Page excerpt |
——————————

The most common reason for taking ADHD medication among survey respondents was “to make studying for a test, etc. more effective.” 27 of the 31 participants (87%) who reported using study drugs selected this as the primary or one of the primary justifications for taking psychostimulants. It is also worth noting that 17 of the participants who reported using study drugs for this reason were not prescribed ADHD medication. The next most important justification for the non-prescribed was “it makes studying more enjoyable,” followed by, “to keep up with others who take study drugs.”
It seems that many students find they can focus for longer stretches of time in order to complete assignments or study for exams while experiencing the effects of ADHD medication. In addition, their mentality towards work appears to shift positively under these effects. These aspects together appear to delay the onset of study fatigue, offering an enticing way to complete difficult coursework. One student's report for the justification of illicit ADHD medication use confirms this notion:
"I do find the use of study drugs to be helpful. A lot of times I find myself with a lot to do and not a lot of time. Study drugs help me stay focused and get things done in a way that is easier, faster, and more enjoyable for me."

——————————

Dataset extract |
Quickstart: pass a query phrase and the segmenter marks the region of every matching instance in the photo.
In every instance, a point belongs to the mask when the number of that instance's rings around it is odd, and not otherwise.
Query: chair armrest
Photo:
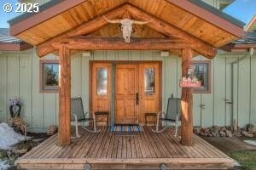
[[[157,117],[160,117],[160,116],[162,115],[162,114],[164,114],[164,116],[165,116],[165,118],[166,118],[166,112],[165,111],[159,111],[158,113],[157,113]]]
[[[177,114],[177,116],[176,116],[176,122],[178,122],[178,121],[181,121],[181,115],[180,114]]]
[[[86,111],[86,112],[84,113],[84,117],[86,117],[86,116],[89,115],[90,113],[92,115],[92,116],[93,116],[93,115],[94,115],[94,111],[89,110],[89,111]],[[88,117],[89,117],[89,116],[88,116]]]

——————————

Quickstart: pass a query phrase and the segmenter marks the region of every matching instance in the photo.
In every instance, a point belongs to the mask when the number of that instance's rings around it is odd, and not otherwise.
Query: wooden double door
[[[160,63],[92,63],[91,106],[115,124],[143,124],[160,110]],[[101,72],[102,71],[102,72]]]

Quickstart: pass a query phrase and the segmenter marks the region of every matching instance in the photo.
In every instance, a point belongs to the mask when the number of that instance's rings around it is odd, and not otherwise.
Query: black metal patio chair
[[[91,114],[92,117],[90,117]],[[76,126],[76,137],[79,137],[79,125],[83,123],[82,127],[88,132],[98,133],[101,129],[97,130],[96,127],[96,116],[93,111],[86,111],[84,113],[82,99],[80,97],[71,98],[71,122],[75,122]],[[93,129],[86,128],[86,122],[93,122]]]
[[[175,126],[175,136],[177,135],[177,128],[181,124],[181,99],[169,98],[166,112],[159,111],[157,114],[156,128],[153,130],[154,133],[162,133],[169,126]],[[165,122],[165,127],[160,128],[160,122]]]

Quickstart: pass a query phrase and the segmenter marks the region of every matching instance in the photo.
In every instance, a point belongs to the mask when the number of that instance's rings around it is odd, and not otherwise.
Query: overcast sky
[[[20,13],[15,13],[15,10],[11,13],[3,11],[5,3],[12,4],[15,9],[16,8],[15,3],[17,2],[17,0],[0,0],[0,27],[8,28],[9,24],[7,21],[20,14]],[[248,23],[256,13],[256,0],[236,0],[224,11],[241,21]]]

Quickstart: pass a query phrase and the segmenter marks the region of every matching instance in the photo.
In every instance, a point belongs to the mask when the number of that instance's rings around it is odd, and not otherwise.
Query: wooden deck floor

——————————

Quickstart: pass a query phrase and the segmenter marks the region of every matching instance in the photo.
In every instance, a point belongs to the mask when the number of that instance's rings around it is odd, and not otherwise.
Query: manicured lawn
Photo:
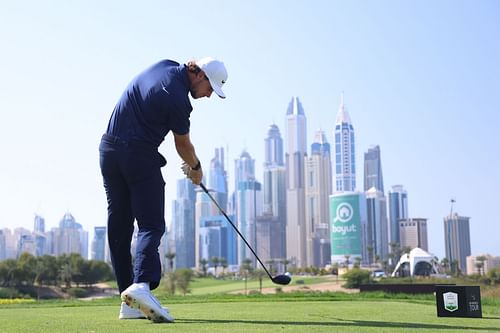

——————————

Set of tasks |
1 > According to the study-drug passage, why does ADHD medication offer students an enticing way to get through difficult coursework? Answer in one to three sentences.
2 > Resume the study-drug passage after its last sentence.
The items have nothing to do with what is asked here.

Expected results |
1 > Students find they can focus for longer stretches, and their attitude toward work shifts positively while under the medication's effects. Together these appear to delay the onset of study fatigue.

2 >
Despite that fact that most illicit users reported that they were aware of the health risks involved in taking psychostimulants, these benefits are clearly enough to reinforce this dangerous behavior.
Finally, 4 participants reported “to party” as a reason for taking psychostimulants. These respondents were all non-prescribed users.
As for the prescribed users in this study, the most common reason for taking ADHD medication is to restore normal function. Of the 12 prescribed respondents, 7 reported that they cannot focus on their academics without their medication because of their condition – a problem which their medications seem effective in remedying.